# What is being asked:
What do the lines from the one containing "Question. Indicate one point for each instance of the blurred" through the end of the entries say? Quote them exactly, and only them.
[Given entries — start]
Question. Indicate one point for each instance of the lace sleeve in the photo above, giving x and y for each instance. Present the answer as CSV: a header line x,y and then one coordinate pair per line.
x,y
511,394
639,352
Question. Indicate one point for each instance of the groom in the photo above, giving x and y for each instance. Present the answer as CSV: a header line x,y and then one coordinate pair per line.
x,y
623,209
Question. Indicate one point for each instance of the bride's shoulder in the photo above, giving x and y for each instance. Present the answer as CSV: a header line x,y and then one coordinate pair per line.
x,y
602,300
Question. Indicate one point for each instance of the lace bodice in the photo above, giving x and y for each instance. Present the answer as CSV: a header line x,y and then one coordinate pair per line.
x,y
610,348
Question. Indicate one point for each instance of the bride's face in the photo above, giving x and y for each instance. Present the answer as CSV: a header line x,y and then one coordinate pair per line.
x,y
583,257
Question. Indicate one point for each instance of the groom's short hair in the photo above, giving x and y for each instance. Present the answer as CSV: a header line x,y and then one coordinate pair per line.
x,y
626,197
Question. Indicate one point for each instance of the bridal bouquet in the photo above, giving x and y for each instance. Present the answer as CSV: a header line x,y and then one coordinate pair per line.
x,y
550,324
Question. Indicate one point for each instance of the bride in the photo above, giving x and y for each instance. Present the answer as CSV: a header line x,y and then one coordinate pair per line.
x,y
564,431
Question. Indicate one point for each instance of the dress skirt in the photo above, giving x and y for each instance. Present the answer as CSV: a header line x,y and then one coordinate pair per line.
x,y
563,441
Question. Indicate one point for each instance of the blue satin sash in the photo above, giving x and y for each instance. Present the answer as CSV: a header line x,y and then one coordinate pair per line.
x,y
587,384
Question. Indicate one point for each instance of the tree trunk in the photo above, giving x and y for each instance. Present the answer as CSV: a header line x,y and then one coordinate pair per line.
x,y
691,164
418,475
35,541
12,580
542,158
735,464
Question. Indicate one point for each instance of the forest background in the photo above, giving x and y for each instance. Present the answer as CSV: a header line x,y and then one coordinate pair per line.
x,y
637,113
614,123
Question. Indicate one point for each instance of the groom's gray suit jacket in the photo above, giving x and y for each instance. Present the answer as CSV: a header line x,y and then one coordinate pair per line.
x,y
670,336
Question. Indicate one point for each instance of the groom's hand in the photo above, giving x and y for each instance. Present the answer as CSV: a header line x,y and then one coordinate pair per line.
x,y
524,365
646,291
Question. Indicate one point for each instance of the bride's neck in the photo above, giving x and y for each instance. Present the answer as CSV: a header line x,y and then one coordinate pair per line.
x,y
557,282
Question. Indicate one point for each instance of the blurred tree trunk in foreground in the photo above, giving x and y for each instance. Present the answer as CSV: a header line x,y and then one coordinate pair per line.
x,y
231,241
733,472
[Given entries — finish]
# Completed task:
Question. Indicate one point for each instance of the blurred tree trunk in foreground in the photo above, giving x and y for each instance. Present the answer as CSV: a header line x,y and then one coordinate pair per line.
x,y
231,241
733,472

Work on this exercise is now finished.